GIVEN REQUEST: Take all the material and copy it exactly.

ENTRIES:
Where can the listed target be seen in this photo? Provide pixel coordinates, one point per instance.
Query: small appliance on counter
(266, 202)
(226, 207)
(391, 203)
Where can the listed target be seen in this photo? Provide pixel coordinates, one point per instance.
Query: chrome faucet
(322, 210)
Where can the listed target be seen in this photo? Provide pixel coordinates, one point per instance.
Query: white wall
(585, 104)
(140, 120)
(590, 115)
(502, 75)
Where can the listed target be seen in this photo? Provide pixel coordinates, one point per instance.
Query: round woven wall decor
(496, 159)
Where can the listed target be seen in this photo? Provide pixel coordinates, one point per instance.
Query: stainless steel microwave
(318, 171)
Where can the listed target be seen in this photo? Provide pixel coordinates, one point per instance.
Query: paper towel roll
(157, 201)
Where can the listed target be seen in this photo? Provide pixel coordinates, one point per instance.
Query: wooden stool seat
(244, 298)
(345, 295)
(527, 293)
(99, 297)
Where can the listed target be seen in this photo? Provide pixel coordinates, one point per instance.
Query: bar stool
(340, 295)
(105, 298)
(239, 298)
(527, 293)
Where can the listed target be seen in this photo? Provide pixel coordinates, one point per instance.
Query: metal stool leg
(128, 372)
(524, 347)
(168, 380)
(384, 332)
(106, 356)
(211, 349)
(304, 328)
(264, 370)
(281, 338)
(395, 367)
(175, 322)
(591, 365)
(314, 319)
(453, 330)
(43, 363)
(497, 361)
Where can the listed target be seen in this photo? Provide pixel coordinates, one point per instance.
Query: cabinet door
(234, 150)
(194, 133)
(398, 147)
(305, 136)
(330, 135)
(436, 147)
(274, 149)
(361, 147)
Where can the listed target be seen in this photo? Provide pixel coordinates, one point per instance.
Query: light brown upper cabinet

FINISHED TASK:
Where can the listed target be seen in this photo? Provide pixel coordinates, one point per instance.
Query: small appliance on counter
(266, 202)
(226, 207)
(391, 203)
Where can the listed target be seen in this photo? Provide pixel coordinates, one point per instance.
Query: chrome faucet
(322, 210)
Where can the listed target be seen in this photo? Provide pixel coordinates, one point per instance.
Query: white wall
(585, 104)
(140, 120)
(590, 115)
(502, 75)
Where can the listed target be seen in this photo? Provide pixel coordinates, one point per instance.
Query: round woven wall decor
(496, 159)
Where can the listed target be seen in this photo? Provide pixel coordinates, one point per instance.
Query: stainless steel microwave
(318, 171)
Where can the listed target be seen in this photo? Provide pixel coordinates, one point per instance.
Query: paper towel roll
(157, 201)
Where can the listed target be seen in this photo? Provide pixel coordinates, one point per instance.
Query: wooden stool seat
(244, 298)
(345, 295)
(527, 293)
(99, 297)
Where can the listed target be seen in this photo? Provide pixel coordinates, one point per instance.
Query: bar stool
(340, 295)
(105, 298)
(239, 298)
(527, 293)
Where can the listed target be seen in this photo? Provide pixel coordinates, one point per instance.
Query: metal stool leg
(128, 372)
(524, 347)
(168, 380)
(384, 332)
(106, 356)
(211, 349)
(304, 328)
(264, 370)
(281, 338)
(395, 367)
(175, 322)
(591, 365)
(314, 319)
(453, 330)
(43, 363)
(497, 361)
Where can the listed target be seen in this photo? Provide pixel coordinates, one point per instance.
Query: cabinet door
(234, 150)
(194, 133)
(398, 147)
(305, 136)
(330, 135)
(436, 147)
(274, 149)
(361, 147)
Where can the listed target be seen in this photo? Provide pixel coordinates, one point per instance.
Query: light brown upper cabinet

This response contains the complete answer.